■ **Your task**:
Take each line from the entries that holds "target" and copy it out.

[Stored dataset items]
--- --- ---

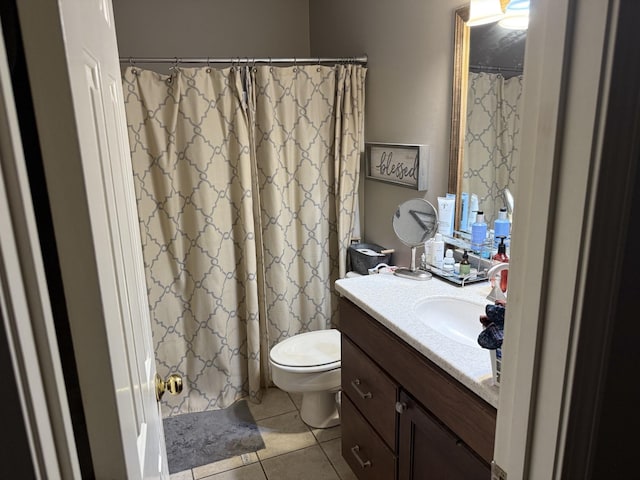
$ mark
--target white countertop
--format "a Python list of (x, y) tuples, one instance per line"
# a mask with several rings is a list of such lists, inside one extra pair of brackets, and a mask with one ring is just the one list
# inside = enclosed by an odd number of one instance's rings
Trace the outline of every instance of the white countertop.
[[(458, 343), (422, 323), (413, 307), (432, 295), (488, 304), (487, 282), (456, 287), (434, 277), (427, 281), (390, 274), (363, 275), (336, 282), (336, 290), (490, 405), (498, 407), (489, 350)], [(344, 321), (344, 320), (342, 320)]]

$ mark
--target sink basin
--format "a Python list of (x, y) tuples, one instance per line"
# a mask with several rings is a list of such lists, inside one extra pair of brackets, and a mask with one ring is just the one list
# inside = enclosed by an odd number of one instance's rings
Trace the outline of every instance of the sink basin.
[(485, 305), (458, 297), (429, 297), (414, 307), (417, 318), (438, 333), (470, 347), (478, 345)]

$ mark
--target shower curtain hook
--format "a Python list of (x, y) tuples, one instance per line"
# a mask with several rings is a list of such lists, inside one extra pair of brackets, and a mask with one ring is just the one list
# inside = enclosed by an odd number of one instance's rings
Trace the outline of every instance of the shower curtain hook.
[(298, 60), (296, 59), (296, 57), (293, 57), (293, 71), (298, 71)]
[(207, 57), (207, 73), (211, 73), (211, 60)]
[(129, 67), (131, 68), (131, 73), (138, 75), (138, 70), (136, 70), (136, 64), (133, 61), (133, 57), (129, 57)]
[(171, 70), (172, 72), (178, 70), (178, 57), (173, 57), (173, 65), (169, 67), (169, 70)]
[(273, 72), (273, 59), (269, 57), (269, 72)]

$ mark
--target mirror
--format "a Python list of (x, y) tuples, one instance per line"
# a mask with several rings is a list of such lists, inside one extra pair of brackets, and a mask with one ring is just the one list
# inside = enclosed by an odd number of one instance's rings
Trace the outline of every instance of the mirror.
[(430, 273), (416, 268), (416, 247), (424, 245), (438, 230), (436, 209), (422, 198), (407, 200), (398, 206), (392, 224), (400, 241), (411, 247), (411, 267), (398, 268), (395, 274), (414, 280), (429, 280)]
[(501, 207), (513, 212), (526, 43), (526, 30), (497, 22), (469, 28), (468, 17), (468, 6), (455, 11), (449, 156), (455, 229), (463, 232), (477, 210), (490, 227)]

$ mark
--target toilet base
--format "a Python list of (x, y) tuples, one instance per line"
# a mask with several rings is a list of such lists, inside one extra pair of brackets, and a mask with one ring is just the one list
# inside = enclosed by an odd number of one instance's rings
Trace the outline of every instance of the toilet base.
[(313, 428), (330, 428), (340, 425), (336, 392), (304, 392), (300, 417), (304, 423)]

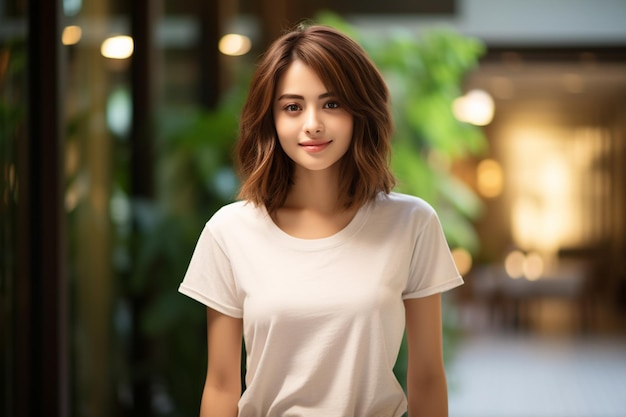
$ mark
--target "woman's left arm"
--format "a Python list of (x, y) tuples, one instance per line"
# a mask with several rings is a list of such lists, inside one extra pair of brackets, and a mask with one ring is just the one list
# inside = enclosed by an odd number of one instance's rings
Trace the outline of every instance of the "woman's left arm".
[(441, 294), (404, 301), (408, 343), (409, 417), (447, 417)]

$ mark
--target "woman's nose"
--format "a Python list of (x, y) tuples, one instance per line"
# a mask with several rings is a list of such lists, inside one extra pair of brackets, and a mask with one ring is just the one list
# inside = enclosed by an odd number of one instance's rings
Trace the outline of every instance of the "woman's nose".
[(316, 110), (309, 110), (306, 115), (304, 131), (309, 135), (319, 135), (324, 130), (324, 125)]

--- --- ---

■ **Your solution**:
--target white countertop
--target sink basin
--target shower curtain hook
--target mirror
--target toilet base
--target "woman's left arm"
--target "woman's nose"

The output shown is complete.